[[ Data for this exercise, beginning ]]

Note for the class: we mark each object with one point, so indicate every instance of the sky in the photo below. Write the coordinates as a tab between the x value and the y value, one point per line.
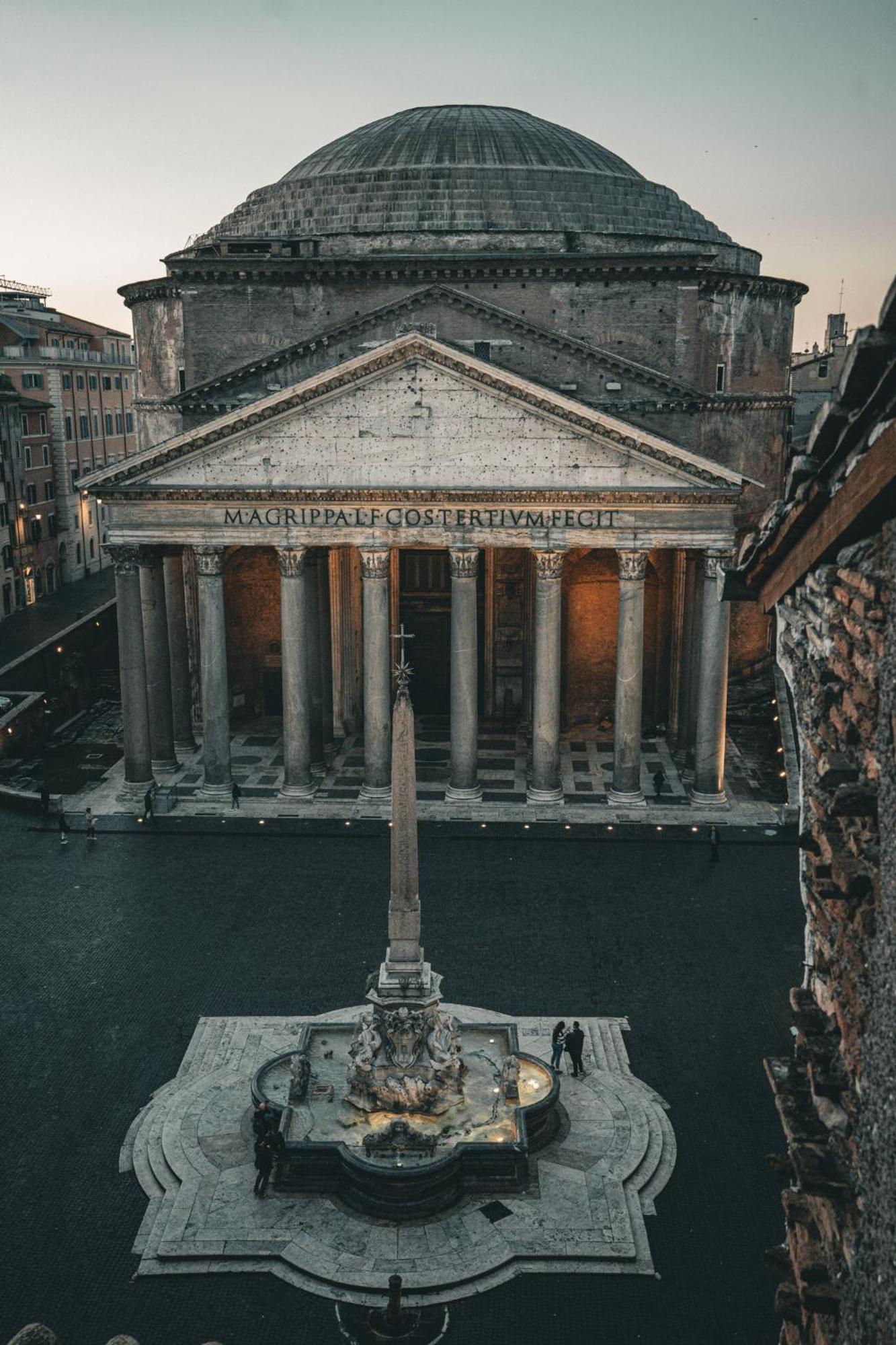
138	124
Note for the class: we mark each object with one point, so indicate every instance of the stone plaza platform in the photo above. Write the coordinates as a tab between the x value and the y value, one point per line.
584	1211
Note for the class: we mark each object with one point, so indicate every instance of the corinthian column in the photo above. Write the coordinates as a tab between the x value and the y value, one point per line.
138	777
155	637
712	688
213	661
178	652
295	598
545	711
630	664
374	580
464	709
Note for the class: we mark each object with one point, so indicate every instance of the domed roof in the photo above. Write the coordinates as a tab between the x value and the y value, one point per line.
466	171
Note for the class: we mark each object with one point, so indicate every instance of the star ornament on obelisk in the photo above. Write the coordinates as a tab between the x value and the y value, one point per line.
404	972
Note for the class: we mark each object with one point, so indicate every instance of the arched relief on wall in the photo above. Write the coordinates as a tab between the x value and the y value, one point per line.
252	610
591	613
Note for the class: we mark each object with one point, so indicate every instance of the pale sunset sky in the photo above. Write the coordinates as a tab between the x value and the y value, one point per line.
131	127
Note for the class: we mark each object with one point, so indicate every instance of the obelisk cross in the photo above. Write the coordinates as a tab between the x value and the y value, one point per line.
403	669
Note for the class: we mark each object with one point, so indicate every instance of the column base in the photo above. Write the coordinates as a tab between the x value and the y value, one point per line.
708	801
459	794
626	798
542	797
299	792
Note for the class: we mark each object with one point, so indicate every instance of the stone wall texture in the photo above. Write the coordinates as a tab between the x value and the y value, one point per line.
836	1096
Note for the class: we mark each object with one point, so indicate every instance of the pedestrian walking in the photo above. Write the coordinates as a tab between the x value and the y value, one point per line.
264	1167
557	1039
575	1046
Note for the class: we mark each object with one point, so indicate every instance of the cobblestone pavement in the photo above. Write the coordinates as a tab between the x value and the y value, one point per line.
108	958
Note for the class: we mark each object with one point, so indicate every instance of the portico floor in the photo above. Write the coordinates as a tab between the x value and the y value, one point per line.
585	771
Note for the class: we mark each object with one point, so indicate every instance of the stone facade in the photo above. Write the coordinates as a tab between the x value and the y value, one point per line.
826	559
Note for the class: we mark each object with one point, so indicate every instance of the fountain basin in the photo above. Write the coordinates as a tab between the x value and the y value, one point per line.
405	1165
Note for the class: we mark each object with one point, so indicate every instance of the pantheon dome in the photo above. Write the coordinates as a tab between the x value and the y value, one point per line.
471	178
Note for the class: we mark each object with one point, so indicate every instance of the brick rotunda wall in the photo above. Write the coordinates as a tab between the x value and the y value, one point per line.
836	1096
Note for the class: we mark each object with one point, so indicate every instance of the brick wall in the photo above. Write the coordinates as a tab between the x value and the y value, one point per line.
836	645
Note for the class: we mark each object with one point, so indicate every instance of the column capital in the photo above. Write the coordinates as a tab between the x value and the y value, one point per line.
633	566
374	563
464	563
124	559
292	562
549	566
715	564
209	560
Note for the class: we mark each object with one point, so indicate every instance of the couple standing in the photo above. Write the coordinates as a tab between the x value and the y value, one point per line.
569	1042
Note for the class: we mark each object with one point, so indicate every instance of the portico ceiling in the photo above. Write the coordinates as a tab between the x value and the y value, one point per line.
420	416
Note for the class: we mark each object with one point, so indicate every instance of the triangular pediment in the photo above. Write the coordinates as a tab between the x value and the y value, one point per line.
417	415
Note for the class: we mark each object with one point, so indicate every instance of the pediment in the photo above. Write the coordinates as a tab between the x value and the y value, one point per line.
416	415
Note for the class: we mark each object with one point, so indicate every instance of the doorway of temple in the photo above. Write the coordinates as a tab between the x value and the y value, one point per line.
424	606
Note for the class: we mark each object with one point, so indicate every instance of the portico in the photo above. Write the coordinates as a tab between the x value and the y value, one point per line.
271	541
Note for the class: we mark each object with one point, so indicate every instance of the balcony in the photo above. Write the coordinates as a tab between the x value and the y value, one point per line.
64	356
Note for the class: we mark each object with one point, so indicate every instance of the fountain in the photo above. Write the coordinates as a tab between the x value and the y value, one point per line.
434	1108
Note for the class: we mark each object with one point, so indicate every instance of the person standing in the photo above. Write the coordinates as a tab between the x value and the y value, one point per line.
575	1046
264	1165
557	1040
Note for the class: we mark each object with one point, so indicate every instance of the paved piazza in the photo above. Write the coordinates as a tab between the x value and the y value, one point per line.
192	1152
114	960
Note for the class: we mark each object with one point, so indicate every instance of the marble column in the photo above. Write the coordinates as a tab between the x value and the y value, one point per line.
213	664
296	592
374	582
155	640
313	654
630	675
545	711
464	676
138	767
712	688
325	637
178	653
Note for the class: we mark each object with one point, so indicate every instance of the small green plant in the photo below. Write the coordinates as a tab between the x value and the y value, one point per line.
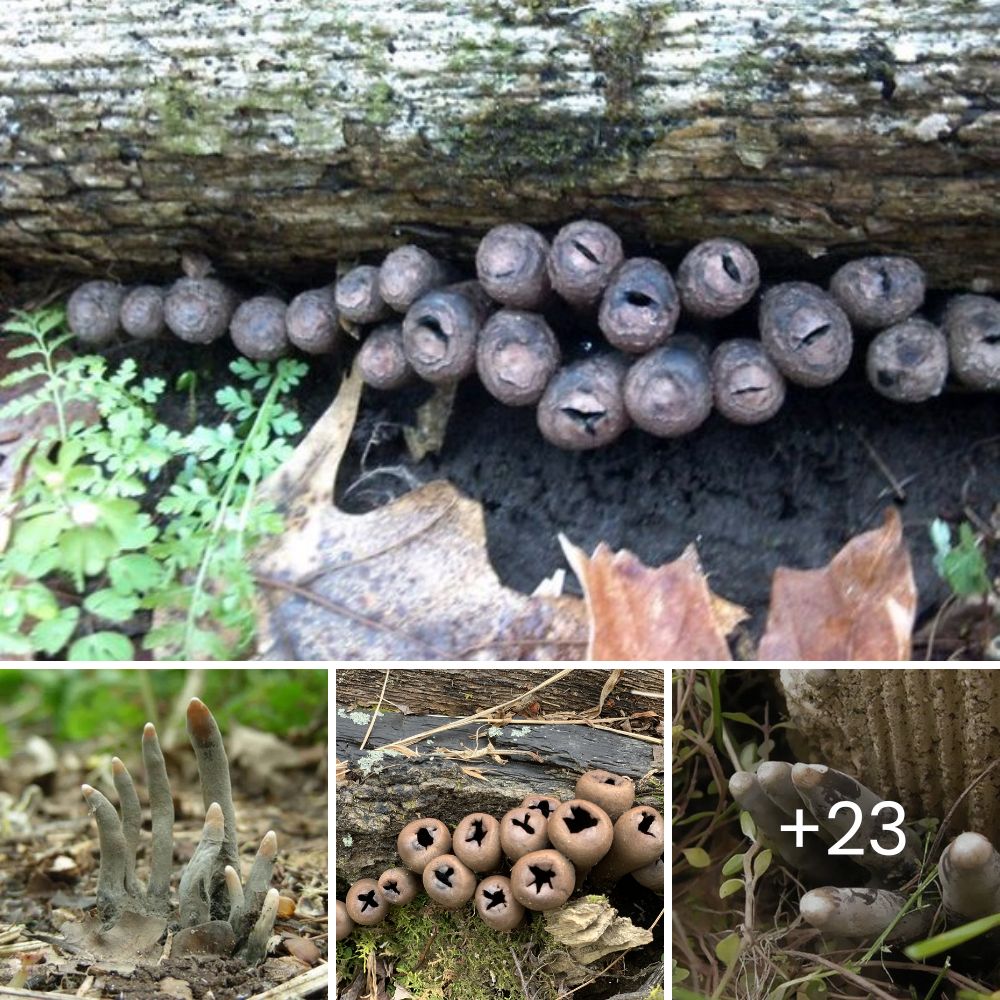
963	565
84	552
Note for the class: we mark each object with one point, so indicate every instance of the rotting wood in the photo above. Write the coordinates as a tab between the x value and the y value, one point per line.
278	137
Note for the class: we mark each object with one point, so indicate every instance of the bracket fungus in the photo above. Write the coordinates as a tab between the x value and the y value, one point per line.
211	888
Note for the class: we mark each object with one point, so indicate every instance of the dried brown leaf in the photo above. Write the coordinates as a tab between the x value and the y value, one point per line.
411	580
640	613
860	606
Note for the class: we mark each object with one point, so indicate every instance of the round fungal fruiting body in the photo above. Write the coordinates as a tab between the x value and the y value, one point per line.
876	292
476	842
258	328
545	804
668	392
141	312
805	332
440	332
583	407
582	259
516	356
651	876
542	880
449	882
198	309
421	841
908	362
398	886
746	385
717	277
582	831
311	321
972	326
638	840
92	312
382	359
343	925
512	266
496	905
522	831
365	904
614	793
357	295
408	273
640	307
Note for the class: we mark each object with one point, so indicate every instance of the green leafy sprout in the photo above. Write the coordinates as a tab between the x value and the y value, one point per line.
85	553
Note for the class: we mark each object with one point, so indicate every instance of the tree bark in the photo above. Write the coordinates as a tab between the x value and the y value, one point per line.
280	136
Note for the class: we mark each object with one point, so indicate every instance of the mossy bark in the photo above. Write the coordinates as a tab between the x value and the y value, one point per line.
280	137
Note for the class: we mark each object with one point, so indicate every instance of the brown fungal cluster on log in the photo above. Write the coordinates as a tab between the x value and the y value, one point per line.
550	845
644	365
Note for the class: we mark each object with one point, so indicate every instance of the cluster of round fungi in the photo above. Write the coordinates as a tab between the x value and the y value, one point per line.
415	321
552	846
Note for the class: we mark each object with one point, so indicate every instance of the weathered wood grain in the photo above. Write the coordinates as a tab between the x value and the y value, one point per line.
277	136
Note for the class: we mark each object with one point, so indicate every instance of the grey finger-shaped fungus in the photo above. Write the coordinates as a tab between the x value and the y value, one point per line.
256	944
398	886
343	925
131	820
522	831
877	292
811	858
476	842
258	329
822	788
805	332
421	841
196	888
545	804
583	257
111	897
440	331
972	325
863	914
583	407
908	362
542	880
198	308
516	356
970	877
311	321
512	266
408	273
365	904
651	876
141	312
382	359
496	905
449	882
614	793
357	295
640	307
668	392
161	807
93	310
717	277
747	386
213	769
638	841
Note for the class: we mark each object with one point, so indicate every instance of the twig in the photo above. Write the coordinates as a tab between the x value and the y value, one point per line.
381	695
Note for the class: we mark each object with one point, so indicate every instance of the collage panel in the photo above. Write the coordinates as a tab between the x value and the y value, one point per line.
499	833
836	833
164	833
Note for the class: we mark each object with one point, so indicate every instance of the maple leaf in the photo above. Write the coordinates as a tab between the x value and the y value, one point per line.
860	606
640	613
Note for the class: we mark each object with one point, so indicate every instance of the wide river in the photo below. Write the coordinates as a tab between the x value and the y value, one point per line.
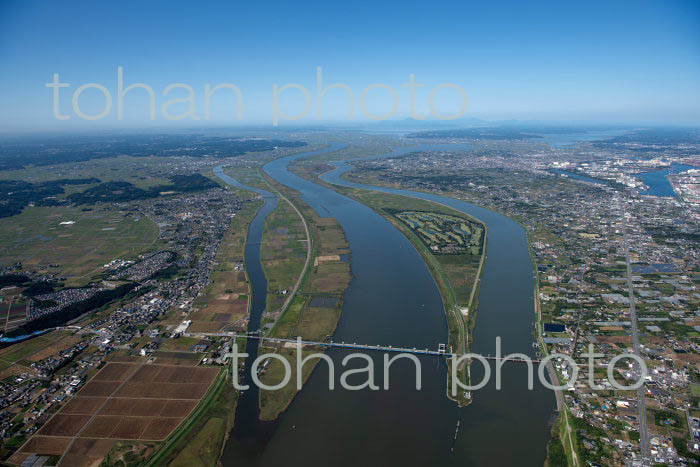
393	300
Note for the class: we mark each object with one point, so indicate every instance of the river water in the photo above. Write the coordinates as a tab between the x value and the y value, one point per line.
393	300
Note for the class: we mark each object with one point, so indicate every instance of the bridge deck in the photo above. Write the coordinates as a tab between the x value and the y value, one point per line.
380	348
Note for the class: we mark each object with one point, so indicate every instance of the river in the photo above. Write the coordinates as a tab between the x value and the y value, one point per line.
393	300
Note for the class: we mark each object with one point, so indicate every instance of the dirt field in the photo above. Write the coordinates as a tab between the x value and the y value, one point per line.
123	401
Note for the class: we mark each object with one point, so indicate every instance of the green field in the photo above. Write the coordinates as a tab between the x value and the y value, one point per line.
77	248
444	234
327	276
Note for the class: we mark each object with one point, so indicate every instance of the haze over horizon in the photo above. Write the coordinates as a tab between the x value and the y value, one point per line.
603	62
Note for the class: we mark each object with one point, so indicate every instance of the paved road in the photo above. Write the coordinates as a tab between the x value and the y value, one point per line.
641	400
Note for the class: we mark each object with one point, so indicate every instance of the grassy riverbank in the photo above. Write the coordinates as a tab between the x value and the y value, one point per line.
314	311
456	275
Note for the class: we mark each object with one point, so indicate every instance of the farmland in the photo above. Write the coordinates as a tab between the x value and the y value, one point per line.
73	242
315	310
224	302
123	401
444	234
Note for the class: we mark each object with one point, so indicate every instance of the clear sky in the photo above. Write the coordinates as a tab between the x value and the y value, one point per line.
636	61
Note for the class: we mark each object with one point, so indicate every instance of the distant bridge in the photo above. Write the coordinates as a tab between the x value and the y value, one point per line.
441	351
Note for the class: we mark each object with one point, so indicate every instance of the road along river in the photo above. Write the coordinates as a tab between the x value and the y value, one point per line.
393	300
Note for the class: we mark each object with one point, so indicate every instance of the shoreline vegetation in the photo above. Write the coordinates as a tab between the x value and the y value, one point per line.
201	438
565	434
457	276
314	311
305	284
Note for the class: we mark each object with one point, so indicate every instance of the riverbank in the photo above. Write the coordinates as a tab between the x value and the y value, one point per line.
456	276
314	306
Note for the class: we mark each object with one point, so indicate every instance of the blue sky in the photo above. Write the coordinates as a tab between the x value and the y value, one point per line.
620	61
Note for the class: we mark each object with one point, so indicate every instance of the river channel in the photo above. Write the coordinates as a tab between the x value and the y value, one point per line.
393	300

[[ Data for this exercise, end ]]

• [Directions for this task]
Please transcribe exactly the line containing "of the riverbank" and every line after it to the end of the data, and no other lines.

• [Response to this exercise]
Note for the class: we mark each object with one point, so indicate every instance of the riverbank in the photo above. Write the coordinates as a tab between the x value and the y value, one point per line.
456	276
314	306
Note for the class: we mark each object with one point, so indicate every instance of the blue sky in the photo above. Write the coordinates as a tab between the x value and the y value, one point per line.
620	61
Note for the class: we mark each object with one point, so indicate every instance of the river channel in the photo above. Write the coordinates as a tab between the x value and the y value, one point per line.
393	300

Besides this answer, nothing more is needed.